--- Rows ---
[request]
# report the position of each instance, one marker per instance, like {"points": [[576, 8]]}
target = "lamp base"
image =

...

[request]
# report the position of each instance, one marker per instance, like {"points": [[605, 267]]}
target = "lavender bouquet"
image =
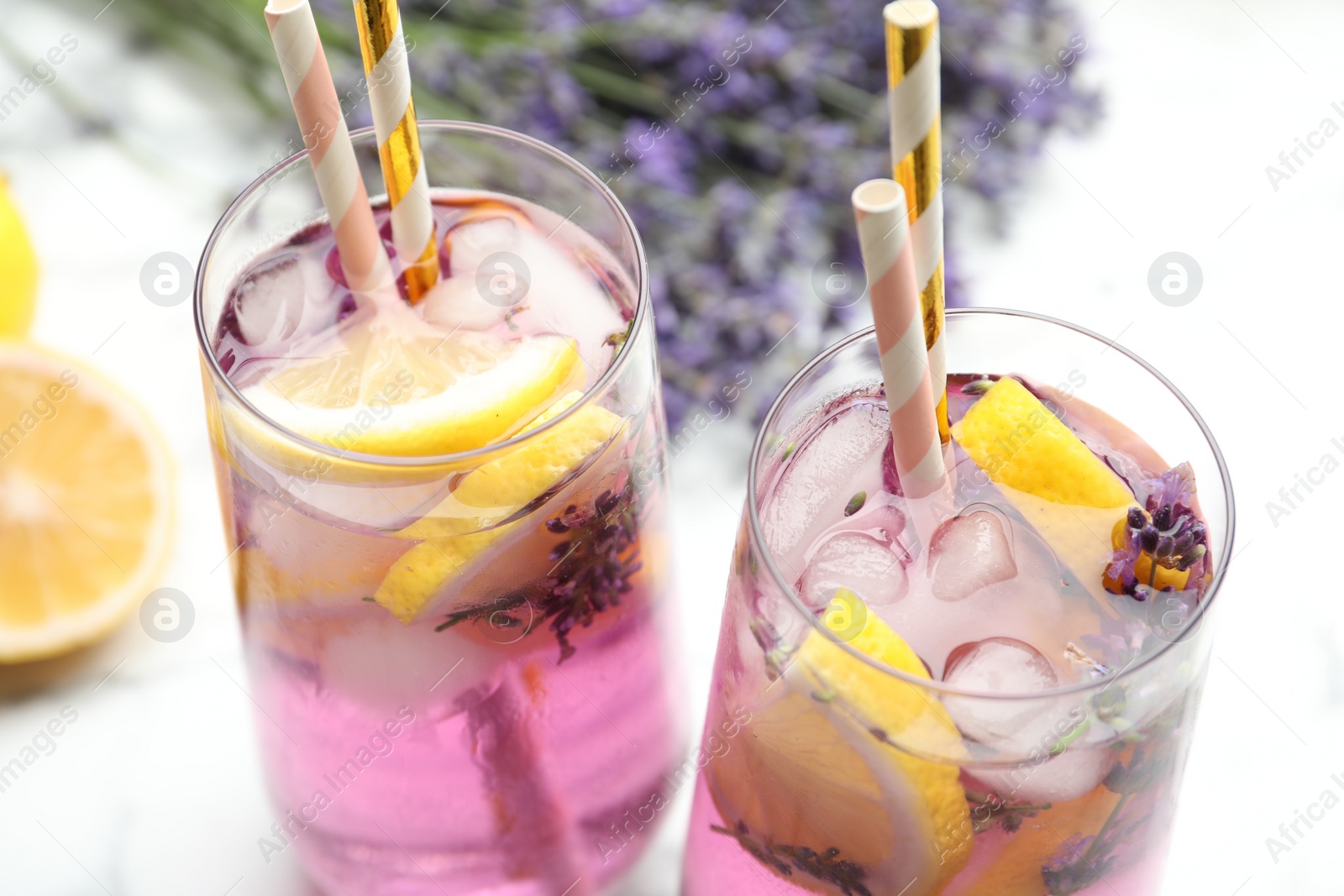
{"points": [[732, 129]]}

...

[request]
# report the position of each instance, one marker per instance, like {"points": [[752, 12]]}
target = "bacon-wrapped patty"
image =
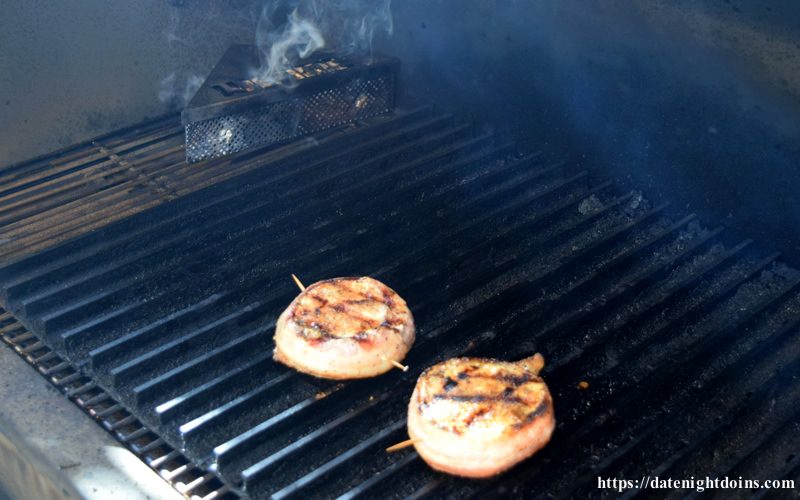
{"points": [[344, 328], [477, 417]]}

--- Exercise goal ---
Extract each line above that contains the word "position", and copy every such line in full.

--- Answer for the task ---
# report the position of each instance, one marker per instance, like {"points": [[576, 8]]}
# report the position of each instance, one marker per instance, like {"points": [[605, 267]]}
# report the position of each instance, one marker per instance, like {"points": [[752, 12]]}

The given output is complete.